* [What you should do] Set down every entry exactly as it was written.

* [The records]
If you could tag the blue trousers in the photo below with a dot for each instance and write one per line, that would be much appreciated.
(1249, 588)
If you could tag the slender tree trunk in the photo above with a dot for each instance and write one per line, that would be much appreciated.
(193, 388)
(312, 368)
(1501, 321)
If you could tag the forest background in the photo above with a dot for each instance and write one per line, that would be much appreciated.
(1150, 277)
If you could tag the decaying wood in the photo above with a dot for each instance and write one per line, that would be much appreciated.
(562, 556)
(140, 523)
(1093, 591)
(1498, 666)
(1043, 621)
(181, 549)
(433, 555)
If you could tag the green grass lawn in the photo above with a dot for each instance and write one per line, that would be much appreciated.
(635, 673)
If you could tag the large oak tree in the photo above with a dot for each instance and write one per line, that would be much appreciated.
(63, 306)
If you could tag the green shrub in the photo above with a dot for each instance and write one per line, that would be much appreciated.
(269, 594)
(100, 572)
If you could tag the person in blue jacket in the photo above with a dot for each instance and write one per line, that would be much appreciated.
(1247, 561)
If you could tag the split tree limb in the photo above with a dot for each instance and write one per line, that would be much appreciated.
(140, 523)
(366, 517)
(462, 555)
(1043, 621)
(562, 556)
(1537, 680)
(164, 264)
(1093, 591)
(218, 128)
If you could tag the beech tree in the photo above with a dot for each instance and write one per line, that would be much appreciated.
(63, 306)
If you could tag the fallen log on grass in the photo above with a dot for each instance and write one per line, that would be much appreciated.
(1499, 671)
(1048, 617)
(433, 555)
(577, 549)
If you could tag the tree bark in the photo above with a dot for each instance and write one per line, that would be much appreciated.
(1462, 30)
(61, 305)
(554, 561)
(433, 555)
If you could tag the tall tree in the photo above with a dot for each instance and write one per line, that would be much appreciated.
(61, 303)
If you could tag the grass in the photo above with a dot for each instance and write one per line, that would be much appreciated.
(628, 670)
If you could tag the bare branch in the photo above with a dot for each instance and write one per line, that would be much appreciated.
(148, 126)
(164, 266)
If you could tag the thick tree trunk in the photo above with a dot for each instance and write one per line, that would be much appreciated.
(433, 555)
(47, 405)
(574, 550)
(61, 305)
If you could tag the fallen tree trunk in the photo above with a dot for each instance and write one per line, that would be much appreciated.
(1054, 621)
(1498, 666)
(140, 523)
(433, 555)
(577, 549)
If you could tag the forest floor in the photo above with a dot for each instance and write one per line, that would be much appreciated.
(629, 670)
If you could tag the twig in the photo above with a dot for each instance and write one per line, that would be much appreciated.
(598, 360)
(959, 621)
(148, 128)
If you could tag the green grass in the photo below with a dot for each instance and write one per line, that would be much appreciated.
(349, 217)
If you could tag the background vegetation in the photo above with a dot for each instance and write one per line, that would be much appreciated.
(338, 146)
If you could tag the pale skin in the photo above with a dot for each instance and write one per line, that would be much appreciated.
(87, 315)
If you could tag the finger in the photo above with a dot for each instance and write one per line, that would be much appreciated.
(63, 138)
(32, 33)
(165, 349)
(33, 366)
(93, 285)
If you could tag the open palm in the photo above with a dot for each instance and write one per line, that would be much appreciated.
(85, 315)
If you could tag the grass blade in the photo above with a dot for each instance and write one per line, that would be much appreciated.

* [Answer to this problem]
If you could tag the blue trousers in the photo below with a dot for each instance and write one per line, that would be much appreciated.
(1249, 588)
If you could tag the slender tree trunk in the photo above with a dot for each instance and write one per line, that would be much appreciated.
(193, 388)
(312, 368)
(1501, 321)
If you could tag the forest background in the photo above with a dot for each instance and write one per line, that would be much appreciated.
(1150, 277)
If you could tag the decaying wood in the photo above with a dot for each instance and write one per line, that would be much appreciated.
(562, 556)
(140, 523)
(1093, 591)
(1498, 666)
(1043, 621)
(181, 549)
(433, 555)
If you could tag the green grass lawn in the photo above with a dot for each instance and write one per line, that would be much appreciated.
(635, 673)
If you could tag the large oak tree in the photo above with a dot for each instance and write one per line, that would be much appreciated.
(63, 306)
If you could tag the green shrub in the photo above with a dot for each instance and write one per line, that would be much appreciated.
(269, 594)
(100, 572)
If you could tag the person in blue jacket in the photo above with a dot for each instance and write one per line, that would be much appreciated.
(1247, 561)
If you could tag the split tree limb in the photo above with a dot for each instance and write one per line, that would be much appreciated.
(140, 523)
(366, 517)
(462, 555)
(1043, 621)
(562, 556)
(1537, 680)
(164, 264)
(1093, 591)
(218, 128)
If you could tag the beech tree in the photo above with a dot for each instance and write one per line, that would be much appreciated.
(63, 306)
If you could tag the fallen log on grass in the photo above with a dot for each instance and write one per line, that would be much appreciated.
(1499, 671)
(1048, 617)
(433, 555)
(577, 549)
If you could tag the tree bark in the photo above with a dot for each instance and write one per line, that would be much appreciated.
(1462, 30)
(61, 305)
(554, 561)
(433, 555)
If you could tag the tall tree in the photo above with a dot for each instance and write one per line, that would be much appreciated.
(61, 303)
If you could tag the grass in the photo above with a dot for each instance and write one per line, that would be much appreciated.
(628, 670)
If you could tag the bare branch in the photo above with a dot for each instance and write one per line, that would be much appreciated.
(148, 126)
(164, 266)
If you could tag the thick tree trunk in the photo above with a dot for each instance and write one per line, that would be much appreciated.
(433, 555)
(47, 405)
(574, 550)
(61, 305)
If you could tag the fallen tree trunk in the photo above with a dot for each instance and write one per line, that would be much appreciated.
(1054, 621)
(1498, 666)
(140, 523)
(433, 555)
(577, 549)
If you could tag the forest floor in the photo above with a dot for each instance and write one per line, that would be much appreciated.
(629, 670)
If you could tag the twig in the photo above with a dot for each instance and write one per line, that would be much appreciated.
(598, 360)
(959, 621)
(148, 128)
If you could tag the green grass in the photo below with a dot for each instance and write one per line, that would be much appreciated.
(349, 217)
If you could tag the background vegetation in the photo above with a dot for each instance and write one per line, that would be much appreciated.
(338, 146)
If you could tag the pale skin in the photo above with a dot for each instance and write one per line, that would be much appreciated.
(87, 315)
If you could tag the finger in the photo above with a dot for each instance and write one per line, that would be much appreciated.
(63, 138)
(32, 33)
(165, 349)
(33, 366)
(93, 285)
If you could tag the open palm in the photo above with a dot for each instance and write one per line, that would be much appreciated.
(85, 315)
If you could tag the grass blade in the photo above with a dot for each instance and write one per line, that would be much appreciated.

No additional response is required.